> [Objective 1]: Who are all the people who posted in the special engines thread below?

> [Passage]:
++++++++++

# Special Engines



## John J (Dec 29, 2007)

Do some Rail Roads have engines that can not use the cab controls? they use them like B units. I think they paint over the windows or sometning like that.
I think I read that some where or it was on a DVD.

Any One know?


----------



## Bryan Smith (Jan 2, 2008)

JJ are you talk about Rock Island E6AB just like a b unit?


----------



## Bryan Smith (Jan 2, 2008)

This is you talking about JJ?

Rock Island no.751









Rock Island no.750


It called E6BA unit look alot B-unit. EMD built 2 of E6BA to Rock Island. Both was scrapped.


----------



## John J (Dec 29, 2007)

No What a saw in a video, I think, was a SD40-2 with the cab windows were solid and you could not see through them. I think it was a dvd about some Cannadian Rail Way but I am not sure

There was something about only being able to use the engine as a helper. You cold not run the engine from it's cab

Those are nice looking engines Bryan

JJ


----------



## Greg Elmassian (Jan 3, 2008)

Usually known as "slugs" but normally the cab is removed. 

Greg


----------



## Bryan Smith (Jan 2, 2008)

JJ i think that is like SD40-2B Canadian Pacific cover windows were solid. no daul control inside. they remove. BN also have ,C30-7B,and SD40-2B with no cab. Santa fe also have SD45-2b,SD45B too no cab.


----------



## John J (Dec 29, 2007)

I wish I could find that video. He had some great track side scnene ideas.


----------



## DKRickman (Mar 25, 2008)

++++++++++

(Point annotation dataset records)

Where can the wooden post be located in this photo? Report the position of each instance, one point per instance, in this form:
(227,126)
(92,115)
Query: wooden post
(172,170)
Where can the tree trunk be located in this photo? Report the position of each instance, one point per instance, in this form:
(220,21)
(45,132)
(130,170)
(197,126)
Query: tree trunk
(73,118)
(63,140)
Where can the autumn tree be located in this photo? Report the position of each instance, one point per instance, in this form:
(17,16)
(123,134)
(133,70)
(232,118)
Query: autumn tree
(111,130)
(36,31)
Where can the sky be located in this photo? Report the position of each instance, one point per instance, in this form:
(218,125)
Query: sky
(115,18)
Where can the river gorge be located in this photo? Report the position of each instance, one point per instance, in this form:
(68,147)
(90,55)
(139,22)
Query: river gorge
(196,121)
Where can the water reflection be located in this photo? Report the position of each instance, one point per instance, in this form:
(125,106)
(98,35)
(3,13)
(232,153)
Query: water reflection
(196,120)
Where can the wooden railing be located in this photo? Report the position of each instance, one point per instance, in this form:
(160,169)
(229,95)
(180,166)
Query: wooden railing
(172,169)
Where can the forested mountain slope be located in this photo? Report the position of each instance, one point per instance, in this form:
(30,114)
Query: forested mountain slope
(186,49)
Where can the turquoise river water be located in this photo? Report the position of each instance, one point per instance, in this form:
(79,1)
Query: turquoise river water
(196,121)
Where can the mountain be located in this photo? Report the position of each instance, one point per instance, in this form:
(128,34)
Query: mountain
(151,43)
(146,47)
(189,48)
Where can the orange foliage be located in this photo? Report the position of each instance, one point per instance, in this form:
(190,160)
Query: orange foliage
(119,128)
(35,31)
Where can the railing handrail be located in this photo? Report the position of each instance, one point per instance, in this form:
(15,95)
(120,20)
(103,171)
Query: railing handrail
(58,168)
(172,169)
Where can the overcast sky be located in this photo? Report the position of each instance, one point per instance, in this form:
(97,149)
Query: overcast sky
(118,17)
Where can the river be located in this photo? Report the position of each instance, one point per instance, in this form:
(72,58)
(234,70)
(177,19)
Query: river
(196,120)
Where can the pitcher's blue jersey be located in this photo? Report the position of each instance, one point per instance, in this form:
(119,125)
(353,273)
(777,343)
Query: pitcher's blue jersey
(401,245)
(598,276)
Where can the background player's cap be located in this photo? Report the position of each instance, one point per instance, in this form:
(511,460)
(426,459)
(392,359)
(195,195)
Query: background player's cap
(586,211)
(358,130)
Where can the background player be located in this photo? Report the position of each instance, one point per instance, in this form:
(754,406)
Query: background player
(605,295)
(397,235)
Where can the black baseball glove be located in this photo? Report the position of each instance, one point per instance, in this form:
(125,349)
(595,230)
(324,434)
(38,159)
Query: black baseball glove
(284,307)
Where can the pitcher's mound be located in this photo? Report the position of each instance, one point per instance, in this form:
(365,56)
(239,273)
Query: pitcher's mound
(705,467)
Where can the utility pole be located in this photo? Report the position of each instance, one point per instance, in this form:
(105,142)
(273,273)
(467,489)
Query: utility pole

++++++++++

> [Objective 2]: Filter the records above: which lines contain the string "handrail"? Copy each of those lines.

> [Task answer 1]: John J, Bryan Smith, Greg Elmassian, DKRickman

> [Task answer 2]:
Where can the railing handrail be located in this photo? Report the position of each instance, one point per instance, in this form:
Query: railing handrail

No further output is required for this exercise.